** WHAT YOU NEED TO DO **
Of the records that follow, copy only the lines from the line containing "TARGET = red tile roof" to the line containing "TARGET = window", both included, exactly as written.

** RECORD EXTRACTS **
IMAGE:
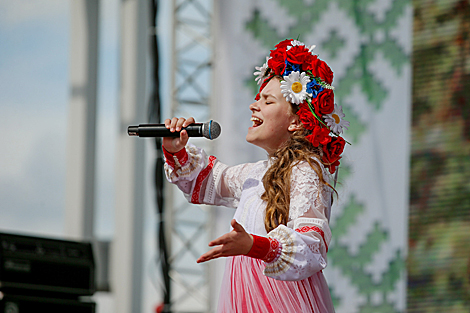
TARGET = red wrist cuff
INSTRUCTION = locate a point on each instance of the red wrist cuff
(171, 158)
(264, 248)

==

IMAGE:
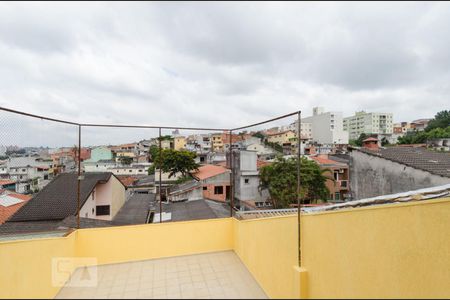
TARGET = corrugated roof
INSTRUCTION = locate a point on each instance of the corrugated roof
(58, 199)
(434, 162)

* * *

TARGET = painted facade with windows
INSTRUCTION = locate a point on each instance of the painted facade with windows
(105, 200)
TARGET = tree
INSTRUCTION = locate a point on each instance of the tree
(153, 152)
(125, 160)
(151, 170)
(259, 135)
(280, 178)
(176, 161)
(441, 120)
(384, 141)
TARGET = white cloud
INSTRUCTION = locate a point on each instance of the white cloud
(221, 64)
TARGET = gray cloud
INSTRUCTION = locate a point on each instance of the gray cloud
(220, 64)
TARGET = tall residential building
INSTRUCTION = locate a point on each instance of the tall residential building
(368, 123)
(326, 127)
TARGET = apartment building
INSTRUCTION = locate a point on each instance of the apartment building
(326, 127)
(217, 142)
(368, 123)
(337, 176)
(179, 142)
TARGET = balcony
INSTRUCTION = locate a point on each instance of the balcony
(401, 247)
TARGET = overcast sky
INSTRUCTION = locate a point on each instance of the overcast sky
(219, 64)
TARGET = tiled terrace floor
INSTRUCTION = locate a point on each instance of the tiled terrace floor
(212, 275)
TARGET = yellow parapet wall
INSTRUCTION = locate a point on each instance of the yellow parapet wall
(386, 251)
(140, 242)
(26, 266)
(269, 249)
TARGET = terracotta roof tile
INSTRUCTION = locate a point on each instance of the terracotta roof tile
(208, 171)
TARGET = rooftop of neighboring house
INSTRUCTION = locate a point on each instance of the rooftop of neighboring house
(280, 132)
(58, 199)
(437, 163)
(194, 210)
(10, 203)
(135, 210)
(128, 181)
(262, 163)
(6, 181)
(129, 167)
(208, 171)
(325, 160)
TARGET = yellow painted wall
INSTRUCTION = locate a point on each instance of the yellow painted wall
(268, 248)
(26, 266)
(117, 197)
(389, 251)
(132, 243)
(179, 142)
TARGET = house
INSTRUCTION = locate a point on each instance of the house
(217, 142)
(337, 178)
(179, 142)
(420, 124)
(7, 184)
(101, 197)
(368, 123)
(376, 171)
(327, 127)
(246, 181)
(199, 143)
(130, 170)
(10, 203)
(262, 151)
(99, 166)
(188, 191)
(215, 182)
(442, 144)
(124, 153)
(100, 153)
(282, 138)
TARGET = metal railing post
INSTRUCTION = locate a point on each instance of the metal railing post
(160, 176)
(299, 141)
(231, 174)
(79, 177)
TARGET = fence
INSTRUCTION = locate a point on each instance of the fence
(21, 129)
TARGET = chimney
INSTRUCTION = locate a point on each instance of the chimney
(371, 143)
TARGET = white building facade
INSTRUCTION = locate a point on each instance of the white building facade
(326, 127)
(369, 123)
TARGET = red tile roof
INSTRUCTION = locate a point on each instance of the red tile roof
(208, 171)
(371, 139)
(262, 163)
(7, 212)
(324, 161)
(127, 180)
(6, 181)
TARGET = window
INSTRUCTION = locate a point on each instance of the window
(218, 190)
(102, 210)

** WRITTEN ANSWER **
TARGET = red tile roof
INSTRUCTION = locate a point on each instance of the red tile roof
(208, 171)
(371, 139)
(262, 163)
(7, 212)
(324, 161)
(127, 180)
(6, 181)
TARGET = window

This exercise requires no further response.